*Given text*.
-=-=-=-=-
Interview: Christopher Leonard, Author of "The Lords of Easy Money"

The Fed has "wrenched this gap between the very rich and everybody else, which is the defining economic dysfunction of our time."

Check the site momentarily for the accompanying review of “The Lords of Easy Money.”

There’s an illuminating scene in Christopher Leonard’s The Lords of Easy Money that talks about the difficulty of trying to communicate the intricacies of Fed policy to mass audiences. Fox News host Glenn Beck, a trusted voice of the Tea Party movement and therefore someone who would have been expected to take an interest in the Fed’s plans for a massive intervention in the economy via the quantitative easing program, took on the subject in a free-flowing broadcast. Leonard describes what ensued:

Beck scrawled a long numeral on a chalkboard: 600,000,000,000. This represented the value of bonds the Fed just announced it would buy. “This is what they call quantitative easing,” Beck said. Then he walked to a new chalkboard with a confusing flowchart written across it that included a series of large, cartoonish arrows that seemed to signify the flow of money, or influence, or something like that, behind the Fed’s new program. Confusingly, the whole thing began with organized labor, depicted by a union boss wearing a bowler’s cap and with a cigar dangling from his mouth. It got weirder and increasingly inaccurate from there. The final cartoon on the flowchart showed a group of top-hat-wearing bankers…

Leonard described Beck’s understanding of the Fed as “like that of a very high drug user who had sat in a motel room, trying to eavesdrop through the wall while people talked about central banking.” I remember the broadcast – though I wasn’t a fan of Beck’s and occasionally wondered if his chalkboard theories about Obama as both Hitler and Stalin were really a brilliant parody I was too thick to grasp, I thought he was at least trying to say something critical about a truly dangerous Fed policy.

As Leonard notes, Beck got one important thing right, that the flood of cheap money punished ordinary savers, but the rest his presentation was so far-out, and over-focused on the idea that QE risked Weimar-style hyperinflation, that his audience probably ended up with a net minus from a knowledge perspective.

This was too bad, because the media treatments on the other, more “respectable” side, at 60 MinutesCNBCCNN, and the like, were either completely credulous in repeating the assertions of Fed officials that its policies were needed to “jumpstart the sluggish economy” or, if they were critical at all, focused only on the narrow question of price inflation. The much more serious question of the impact of Fed policies on asset prices simply didn’t fit well in our increasingly bifurcated media landscape, which didn’t know whether to identify the concerns of a figure like Leonard’s main character Thomas Hoenig as conservative or liberal complaints. In fact, Hoenig’s worries were about inherent institutional weaknesses that concerned both left and right demographics, making his story a tough sell to either media “side.” In this sense, a book like The Lords of Easy Money is a gift to media audiences that rarely get a clear look at a confounding topic.

I asked Leonard about the history of the project, the response to it, whether his thesis is more or less relevant today, and other questions. Edited for length, his thoughtful responses:

Matt Taibbi: How did you come on to this subject?
-=-=-=-=-
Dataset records
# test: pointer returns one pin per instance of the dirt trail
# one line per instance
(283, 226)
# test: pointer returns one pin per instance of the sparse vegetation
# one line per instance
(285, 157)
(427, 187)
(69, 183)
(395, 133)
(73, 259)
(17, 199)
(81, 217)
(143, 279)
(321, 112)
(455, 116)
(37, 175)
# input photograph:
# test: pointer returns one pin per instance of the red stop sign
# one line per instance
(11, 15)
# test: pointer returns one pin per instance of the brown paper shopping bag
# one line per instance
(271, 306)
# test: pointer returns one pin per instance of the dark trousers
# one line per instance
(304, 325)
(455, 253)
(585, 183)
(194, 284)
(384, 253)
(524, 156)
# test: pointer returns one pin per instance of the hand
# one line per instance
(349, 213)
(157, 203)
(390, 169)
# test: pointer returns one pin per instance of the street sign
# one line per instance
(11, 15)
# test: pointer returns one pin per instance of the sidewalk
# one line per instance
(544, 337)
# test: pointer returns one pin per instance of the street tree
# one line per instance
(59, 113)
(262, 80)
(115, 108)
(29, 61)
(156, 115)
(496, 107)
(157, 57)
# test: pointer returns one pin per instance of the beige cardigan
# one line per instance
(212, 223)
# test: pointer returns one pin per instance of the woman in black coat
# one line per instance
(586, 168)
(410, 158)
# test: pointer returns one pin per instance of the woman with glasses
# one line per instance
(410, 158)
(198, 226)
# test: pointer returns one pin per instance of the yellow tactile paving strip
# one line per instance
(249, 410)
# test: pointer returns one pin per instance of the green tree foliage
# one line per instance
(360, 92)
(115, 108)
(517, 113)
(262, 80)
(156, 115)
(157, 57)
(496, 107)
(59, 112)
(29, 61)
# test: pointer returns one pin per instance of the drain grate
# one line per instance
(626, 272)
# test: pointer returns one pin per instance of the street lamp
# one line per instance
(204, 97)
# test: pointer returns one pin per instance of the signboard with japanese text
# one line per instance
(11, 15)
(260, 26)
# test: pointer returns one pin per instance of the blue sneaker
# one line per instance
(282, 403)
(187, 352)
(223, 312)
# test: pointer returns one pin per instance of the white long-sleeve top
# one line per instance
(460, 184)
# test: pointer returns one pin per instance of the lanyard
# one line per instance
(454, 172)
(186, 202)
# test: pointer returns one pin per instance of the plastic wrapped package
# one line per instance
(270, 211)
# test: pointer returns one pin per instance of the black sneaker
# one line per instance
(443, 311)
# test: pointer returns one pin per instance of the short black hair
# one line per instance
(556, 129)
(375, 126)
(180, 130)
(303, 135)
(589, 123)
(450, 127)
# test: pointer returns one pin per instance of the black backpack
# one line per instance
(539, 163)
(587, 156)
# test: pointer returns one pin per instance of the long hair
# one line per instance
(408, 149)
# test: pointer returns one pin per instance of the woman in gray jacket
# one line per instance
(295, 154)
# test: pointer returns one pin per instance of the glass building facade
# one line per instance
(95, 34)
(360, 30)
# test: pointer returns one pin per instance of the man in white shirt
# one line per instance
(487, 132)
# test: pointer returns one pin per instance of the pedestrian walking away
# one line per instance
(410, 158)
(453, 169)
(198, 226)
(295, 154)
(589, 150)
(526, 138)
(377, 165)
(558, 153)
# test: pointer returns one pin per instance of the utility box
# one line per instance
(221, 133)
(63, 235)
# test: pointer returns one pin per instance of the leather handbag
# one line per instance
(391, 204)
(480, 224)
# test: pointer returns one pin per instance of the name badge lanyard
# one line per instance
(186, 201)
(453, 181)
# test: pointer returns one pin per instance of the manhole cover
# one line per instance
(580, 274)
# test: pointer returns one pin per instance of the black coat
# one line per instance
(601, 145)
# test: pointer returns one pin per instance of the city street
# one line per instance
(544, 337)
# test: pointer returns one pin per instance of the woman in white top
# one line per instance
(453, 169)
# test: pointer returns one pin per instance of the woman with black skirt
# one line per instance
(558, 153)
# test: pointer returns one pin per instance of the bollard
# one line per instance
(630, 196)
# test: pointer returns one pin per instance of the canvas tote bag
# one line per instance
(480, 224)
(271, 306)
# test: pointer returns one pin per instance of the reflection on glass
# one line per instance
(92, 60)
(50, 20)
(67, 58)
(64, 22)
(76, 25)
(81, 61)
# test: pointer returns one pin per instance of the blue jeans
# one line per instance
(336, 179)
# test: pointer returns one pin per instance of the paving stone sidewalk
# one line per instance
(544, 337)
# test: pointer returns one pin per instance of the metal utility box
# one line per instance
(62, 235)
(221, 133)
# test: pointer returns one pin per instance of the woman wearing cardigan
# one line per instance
-=-=-=-=-
*What is asked*.
1 - Locate each line of the records that contains the string "blue", and copy those lines. The match is case-sensitive.
2 - Extend the interview about The Lords of Easy Money, continuing from the point at which the text stops.

*Answers to the exercises*.
1 -
# test: pointer returns one pin per instance of the blue sneaker
# test: pointer returns one pin per instance of the blue jeans

2 -
Chris Leonard: I was reporting my previous book about Koch Industries, Kochland, and I met some really bright financial trader type people in the reporting of that. One of these guys in 2016 just started going off on what the Federal Reserve was doing to asset prices through quantitative easing.

I hate to use the cliché term red pill or whatever, but I did not understand how the Fed affected monetary policy. I did not understand what quantitative easing was, I did not understand how it affected markets. I’d heard about this stuff in the background, but when he described it to me in a mechanical way, I became totally obsessed with quantitative easing and came home and started reading about it. And there wasn’t much really deep throat journalism, in my opinion, about QE back at that time. One of the first things I read was that the vote to do QE2 in 2010 was the vote of 11 against one, and the one was Tom Hoenig. I had heard the name and obviously, I had the Kansas City connection. It turns out he lives three blocks from where my mother lived.

But I had never met the guy. I didn’t know a thing about him. And I just thought, “Oh, that’s interesting.” And it was one of those things where the more I pulled the thread, really, the more interesting it became in terms of Tom. He wasn’t that central of a figure at the beginning, but then when I actually started going through and reading his internal arguments, and reading what he was warning about, that’s when I started to become fascinated with him.

Matt Taibbi: How did you connect with him? He obviously gave you incredible access, not just to the history of what he had done, but to his private thoughts. There are not many Fed officials who’ve been so open.

Chris Leonard: It was pretty interesting to me. Again, in 2016 I started to become urgently fascinated with this stuff and I was still doing the Koch book, but I started reporting on this alongside it. And I emailed Tom Hoenig, who at that time was vice chairman of the FDIC.

I went through the public relations team at FDIC and said, “Look, I want to interview this guy about quantitative easing and his vote against it. I know that he’s not involved with the Fed anymore, but I’d love to get his perspective on it.” And he agreed to do the interview and I went and interviewed him at the FDIC headquarters that summer with the PR team sitting there.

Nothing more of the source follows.